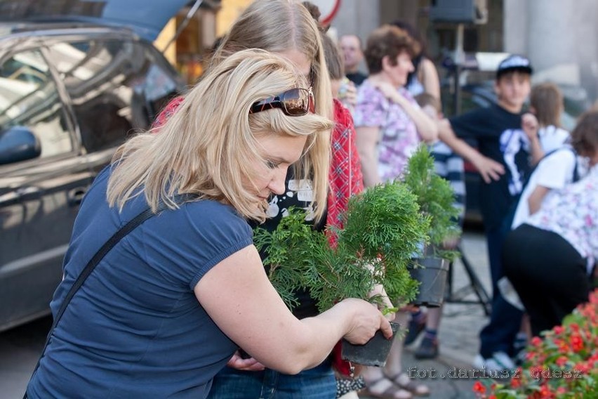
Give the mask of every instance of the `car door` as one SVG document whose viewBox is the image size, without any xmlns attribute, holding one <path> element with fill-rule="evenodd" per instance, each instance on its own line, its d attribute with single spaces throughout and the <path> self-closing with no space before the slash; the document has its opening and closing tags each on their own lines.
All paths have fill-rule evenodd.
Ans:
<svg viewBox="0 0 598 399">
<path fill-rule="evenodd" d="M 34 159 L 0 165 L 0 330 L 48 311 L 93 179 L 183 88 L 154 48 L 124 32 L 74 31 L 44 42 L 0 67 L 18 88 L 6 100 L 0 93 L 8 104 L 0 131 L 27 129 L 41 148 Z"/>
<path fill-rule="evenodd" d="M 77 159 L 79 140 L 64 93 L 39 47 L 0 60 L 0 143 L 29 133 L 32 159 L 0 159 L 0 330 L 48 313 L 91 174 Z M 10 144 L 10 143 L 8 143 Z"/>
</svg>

..........

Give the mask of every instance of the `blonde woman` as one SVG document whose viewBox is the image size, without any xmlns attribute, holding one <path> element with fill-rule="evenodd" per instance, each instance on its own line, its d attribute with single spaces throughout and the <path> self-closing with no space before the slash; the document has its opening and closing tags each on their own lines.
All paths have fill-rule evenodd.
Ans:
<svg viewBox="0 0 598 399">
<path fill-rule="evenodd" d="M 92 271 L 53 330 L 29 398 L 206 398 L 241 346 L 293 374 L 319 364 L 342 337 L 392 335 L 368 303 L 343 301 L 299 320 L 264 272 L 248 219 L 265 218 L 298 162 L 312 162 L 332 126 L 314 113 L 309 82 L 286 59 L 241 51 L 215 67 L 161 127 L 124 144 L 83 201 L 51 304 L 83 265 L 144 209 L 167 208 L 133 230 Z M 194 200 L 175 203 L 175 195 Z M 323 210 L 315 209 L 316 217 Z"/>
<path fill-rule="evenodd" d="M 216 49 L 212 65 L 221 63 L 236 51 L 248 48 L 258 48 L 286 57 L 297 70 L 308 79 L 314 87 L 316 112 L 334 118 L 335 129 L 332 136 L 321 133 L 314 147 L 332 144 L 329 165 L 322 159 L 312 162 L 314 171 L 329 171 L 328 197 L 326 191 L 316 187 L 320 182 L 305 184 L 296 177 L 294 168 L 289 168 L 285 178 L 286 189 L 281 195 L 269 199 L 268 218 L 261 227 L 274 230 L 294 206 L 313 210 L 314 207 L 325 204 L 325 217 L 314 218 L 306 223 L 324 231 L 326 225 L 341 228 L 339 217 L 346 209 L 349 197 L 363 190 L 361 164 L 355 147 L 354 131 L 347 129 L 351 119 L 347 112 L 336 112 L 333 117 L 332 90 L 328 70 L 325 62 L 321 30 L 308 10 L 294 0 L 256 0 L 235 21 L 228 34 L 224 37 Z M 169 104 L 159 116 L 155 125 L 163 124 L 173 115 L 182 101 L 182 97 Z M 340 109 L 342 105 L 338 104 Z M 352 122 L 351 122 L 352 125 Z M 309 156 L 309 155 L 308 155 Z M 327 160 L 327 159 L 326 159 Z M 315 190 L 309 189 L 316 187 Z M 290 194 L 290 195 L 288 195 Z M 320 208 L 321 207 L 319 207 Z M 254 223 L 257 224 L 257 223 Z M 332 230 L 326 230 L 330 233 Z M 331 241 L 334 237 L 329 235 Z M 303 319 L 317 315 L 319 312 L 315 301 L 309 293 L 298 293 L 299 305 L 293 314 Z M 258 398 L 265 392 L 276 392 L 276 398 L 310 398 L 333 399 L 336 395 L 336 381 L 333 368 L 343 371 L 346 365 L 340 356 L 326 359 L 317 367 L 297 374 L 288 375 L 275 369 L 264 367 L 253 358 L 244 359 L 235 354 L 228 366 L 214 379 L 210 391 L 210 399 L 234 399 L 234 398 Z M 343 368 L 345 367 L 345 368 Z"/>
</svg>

..........

Pick out and copy every line of the items above that contains the word "element". Case counts, so a line matches only if the word appears with the same capitalization.

#### [WRITTEN RESPONSE]
Give the mask of every instance of the `car door` as one SVG document whose viewBox is the image size, without any xmlns attribute, holding one <path> element with fill-rule="evenodd" per instance, each instance on its own line, its d attribute with single spaces throughout and the <path> self-closing with no space before the slash; the document has its opening and closing tags each on their own lines.
Give the mask of every instance of the `blonde woman` as one SVG document whose viewBox is the image size, without any xmlns attribute, holding one <path> element with fill-rule="evenodd" per instance, each instance on its own line, its d attribute with single spaces throughout and the <path> self-closing with no space before the slash; the document has its opening and closing tags each on their own lines.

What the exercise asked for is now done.